STATED EXERCISE
Reproduce every line of the data below word for word, changing nothing.

──────── DATA TO PROCESS

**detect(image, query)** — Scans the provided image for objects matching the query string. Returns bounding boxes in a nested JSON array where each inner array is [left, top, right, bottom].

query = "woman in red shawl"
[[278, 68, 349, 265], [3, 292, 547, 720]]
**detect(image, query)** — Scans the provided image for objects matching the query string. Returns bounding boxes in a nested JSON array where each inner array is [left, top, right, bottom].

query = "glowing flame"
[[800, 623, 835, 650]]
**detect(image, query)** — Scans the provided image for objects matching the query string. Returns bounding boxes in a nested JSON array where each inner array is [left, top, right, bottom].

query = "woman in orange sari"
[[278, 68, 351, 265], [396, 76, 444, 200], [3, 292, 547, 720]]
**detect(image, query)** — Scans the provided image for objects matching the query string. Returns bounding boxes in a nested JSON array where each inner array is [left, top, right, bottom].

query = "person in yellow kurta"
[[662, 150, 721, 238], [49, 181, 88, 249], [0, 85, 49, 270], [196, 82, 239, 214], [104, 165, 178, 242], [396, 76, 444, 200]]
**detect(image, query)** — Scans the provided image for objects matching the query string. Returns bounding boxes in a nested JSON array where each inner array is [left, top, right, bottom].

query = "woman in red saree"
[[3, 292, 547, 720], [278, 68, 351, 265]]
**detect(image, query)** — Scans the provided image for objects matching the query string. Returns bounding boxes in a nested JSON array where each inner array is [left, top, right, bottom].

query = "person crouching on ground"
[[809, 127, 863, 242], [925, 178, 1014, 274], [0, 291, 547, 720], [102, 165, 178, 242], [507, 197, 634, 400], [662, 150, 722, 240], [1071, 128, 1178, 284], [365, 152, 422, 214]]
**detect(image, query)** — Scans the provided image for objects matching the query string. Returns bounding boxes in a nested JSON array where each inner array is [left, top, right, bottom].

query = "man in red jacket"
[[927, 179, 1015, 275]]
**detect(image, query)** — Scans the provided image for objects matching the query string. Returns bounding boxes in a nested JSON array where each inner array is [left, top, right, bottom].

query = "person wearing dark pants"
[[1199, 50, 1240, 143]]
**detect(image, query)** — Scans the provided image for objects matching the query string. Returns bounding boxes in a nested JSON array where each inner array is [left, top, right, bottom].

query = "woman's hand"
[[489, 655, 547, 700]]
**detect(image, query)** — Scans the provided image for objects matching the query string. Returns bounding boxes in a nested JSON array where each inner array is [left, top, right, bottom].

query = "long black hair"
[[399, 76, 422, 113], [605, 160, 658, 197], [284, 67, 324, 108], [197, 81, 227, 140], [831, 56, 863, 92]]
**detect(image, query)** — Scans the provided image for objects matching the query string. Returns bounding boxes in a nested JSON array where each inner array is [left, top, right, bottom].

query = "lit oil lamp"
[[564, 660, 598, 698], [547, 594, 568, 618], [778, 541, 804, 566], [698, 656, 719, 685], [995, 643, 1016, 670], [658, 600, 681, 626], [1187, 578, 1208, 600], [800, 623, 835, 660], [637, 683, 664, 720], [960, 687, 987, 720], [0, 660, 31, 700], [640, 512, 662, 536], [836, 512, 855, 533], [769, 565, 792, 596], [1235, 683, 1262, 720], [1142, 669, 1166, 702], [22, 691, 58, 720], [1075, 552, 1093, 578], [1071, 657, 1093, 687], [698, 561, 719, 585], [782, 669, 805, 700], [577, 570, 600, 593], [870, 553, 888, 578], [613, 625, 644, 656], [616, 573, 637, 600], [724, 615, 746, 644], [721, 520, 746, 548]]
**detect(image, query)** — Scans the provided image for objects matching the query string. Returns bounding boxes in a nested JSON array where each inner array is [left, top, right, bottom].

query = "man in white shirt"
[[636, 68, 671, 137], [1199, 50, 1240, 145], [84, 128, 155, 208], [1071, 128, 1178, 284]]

────────────────

SOLUTION BELOW
**detect(image, query)** — Scans the provided image for objects matching the query string. Returns bounding boxes in a nested JSON array where each inner array is [left, top, right, bottom].

query = "woman in red shawl"
[[278, 68, 349, 265], [3, 292, 547, 720]]
**detect(image, query)** — Scans the provided image for objects matching the query string. Returns bounding boxes in a nested JSON array where each inner array is [left, top, right, bottom].

query = "glowing flame"
[[800, 623, 835, 650]]
**detect(image, query)** — Scans the provided image for objects matching the query string. Returns bounding boxes in a nested JSON array where each inner array is [left, top, right, bottom].

query = "woman in orange sari"
[[278, 68, 351, 265], [396, 76, 444, 200], [3, 292, 547, 720]]
**detect(image, query)** — Scans the provided image for objects matching the query string. Returns bounding boxes in a nested JSON array where each inner array is [left, top, right, bottom].

query = "person in yellow kurta"
[[662, 150, 721, 238], [49, 181, 88, 249], [0, 85, 49, 270], [196, 82, 239, 214], [104, 165, 178, 242], [396, 76, 444, 200]]
**detect(image, query)** — Scans the provided image for objects matching the query string. Returns bounding boxes in a nested JSON array where each inner array is [left, top, right, bottom].

query = "woman in red saree"
[[3, 292, 547, 720], [278, 68, 351, 265]]
**detect(image, query)** — Scans the provided image for objects matching the query string. Returns bounding boxes in a nested JSON array where each inner array is [left, top, right, bottom].

query = "person crouching on ground"
[[809, 127, 863, 242], [925, 178, 1014, 274], [0, 291, 547, 720], [102, 165, 178, 242], [507, 197, 634, 400], [662, 150, 722, 240], [1071, 128, 1178, 284], [365, 152, 422, 214]]
**detect(image, query)** — Scans the provided image for objects matching the query string. Returns bounding boxes in a nested JSON array where each inner array is [left, top, right, bottom].

query = "man in red jacket"
[[927, 179, 1015, 275]]
**detect(image, query)** — Scans the provided image for objects matching the query string. Returns bounding boxes in a nested JSON array where each inner array is [left, top, right, bottom].

query = "person wearing dark pants"
[[1199, 50, 1240, 143]]
**detect(image, query)** — Scans the provided image for objects matching the query string. Returns bounding boxes in a nested JSON array where each inner array is [left, top, right, bottom].

query = "woman's hand"
[[489, 655, 547, 700]]
**detect(image, query)** — Scans the provided image for objects matching the query string. Returns bounding boxes in a nested JSON array where each inner array is [left, top, right, bottom].

query = "long black hair"
[[399, 76, 422, 113], [605, 160, 658, 197], [284, 67, 324, 108], [197, 81, 227, 140], [831, 56, 863, 92]]
**detect(image, query)** — Scans the provided image for objects matching the query string. Returns bounding boxes in a nested JSON array where each inner array is [left, top, right, bottom].

query = "lit oil lamp"
[[564, 660, 598, 698], [547, 594, 568, 618], [778, 541, 804, 566], [698, 656, 719, 685], [995, 643, 1016, 670], [658, 600, 681, 626], [1187, 578, 1208, 600], [800, 623, 835, 660], [637, 683, 664, 720], [960, 687, 987, 720], [0, 660, 31, 700], [640, 512, 662, 536], [836, 512, 855, 533], [769, 565, 792, 596], [1235, 683, 1262, 720], [1142, 669, 1166, 702], [22, 691, 58, 720], [1075, 552, 1093, 578], [1071, 657, 1093, 687], [698, 561, 719, 585], [782, 669, 805, 700], [577, 570, 600, 593], [870, 553, 888, 578], [613, 625, 644, 656], [616, 573, 637, 600], [724, 615, 746, 644], [721, 520, 746, 548]]
**detect(image, query)** — Scans the provided image for objects matching the query string. Returns bounding boxes in a nested JSON array where each inner array is [left, top, right, bottom].

query = "man in white shirt"
[[636, 68, 671, 137], [1199, 50, 1240, 145], [84, 128, 155, 208], [1071, 128, 1178, 284]]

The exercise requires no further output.